Stated task:
Restate every entry word for word.

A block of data

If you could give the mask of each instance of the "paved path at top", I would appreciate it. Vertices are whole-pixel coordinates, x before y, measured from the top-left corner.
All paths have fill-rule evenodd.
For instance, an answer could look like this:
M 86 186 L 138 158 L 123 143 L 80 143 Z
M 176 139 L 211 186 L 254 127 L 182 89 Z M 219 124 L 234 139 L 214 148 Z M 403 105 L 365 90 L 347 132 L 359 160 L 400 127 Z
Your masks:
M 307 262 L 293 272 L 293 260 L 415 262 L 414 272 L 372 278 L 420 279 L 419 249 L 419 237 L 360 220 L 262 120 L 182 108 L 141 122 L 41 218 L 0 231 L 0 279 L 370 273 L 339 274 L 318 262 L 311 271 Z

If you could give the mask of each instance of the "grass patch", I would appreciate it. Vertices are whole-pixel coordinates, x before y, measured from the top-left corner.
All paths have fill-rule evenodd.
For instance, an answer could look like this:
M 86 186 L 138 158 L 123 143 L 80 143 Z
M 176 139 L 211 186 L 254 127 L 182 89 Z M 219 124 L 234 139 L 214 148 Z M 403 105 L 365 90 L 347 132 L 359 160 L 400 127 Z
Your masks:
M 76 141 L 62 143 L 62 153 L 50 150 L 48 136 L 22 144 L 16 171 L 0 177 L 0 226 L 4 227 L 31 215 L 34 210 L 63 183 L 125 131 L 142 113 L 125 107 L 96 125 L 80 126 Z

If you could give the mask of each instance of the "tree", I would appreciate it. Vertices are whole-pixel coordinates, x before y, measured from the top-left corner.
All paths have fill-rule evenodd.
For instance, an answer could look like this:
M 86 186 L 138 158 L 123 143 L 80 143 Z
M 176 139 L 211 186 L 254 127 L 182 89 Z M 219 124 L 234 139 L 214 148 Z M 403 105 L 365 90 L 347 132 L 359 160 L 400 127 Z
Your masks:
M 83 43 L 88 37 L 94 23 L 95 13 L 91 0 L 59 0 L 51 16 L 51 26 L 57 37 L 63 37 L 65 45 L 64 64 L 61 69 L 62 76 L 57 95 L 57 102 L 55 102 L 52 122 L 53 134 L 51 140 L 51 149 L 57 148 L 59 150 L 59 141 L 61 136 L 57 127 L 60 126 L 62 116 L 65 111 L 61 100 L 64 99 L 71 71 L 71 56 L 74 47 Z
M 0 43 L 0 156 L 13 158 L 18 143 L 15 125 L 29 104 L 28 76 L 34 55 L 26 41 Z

Full answer:
If you could give the mask of each instance of the "paved path at top", I would appreciate it. Vertices are whole-pixel coordinates, x before y, measured from the top-left corner.
All paths have fill-rule evenodd.
For instance, an answer could look like this:
M 86 186 L 138 158 L 123 143 L 80 143 Z
M 176 139 L 211 186 L 254 127 L 182 89 Z M 219 124 L 234 139 L 214 148 Z M 403 105 L 365 90 L 347 132 L 359 160 L 400 127 Z
Your masks:
M 307 262 L 293 272 L 293 260 L 415 262 L 414 272 L 372 278 L 420 279 L 419 249 L 419 237 L 360 220 L 262 120 L 182 108 L 141 122 L 41 218 L 0 231 L 0 279 L 370 273 L 339 274 L 318 262 L 311 271 Z

If you could give the mask of each instance of the "grass patch", I would appreciate it. Vertices are whole-pixel coordinates, x before y, measured from the top-left corner.
All paths have fill-rule evenodd.
For instance, an answer could look like this:
M 86 186 L 138 158 L 123 143 L 80 143 Z
M 176 139 L 211 186 L 254 127 L 182 89 Z M 219 124 L 234 139 L 214 148 Z M 403 105 L 365 90 L 347 132 L 359 160 L 400 127 Z
Your masks:
M 76 141 L 62 143 L 62 153 L 50 150 L 48 136 L 22 144 L 16 171 L 0 177 L 0 226 L 4 227 L 31 215 L 34 210 L 63 183 L 125 131 L 142 113 L 125 107 L 96 125 L 80 126 Z

If you could give the mask of each instance of the "tree", I would appreciate it. Vertices are whole-pixel coordinates, x before y, measured from the top-left corner.
All paths have fill-rule evenodd.
For instance, an answer could look like this:
M 86 186 L 138 158 L 123 143 L 80 143 Z
M 176 139 L 211 186 L 254 127 L 182 89 Z M 219 124 L 234 139 L 214 148 Z M 403 105 L 365 90 L 347 132 L 359 160 L 400 127 Z
Your masks:
M 83 43 L 88 37 L 94 23 L 95 13 L 91 0 L 59 0 L 51 16 L 51 26 L 57 37 L 63 37 L 65 45 L 64 64 L 61 69 L 62 76 L 57 95 L 57 102 L 55 102 L 52 122 L 53 134 L 51 140 L 51 149 L 57 148 L 59 150 L 59 141 L 61 136 L 57 127 L 60 126 L 62 116 L 65 111 L 61 100 L 64 99 L 71 71 L 71 56 L 74 47 Z
M 0 43 L 0 156 L 13 158 L 18 143 L 15 125 L 29 104 L 28 76 L 34 55 L 26 41 Z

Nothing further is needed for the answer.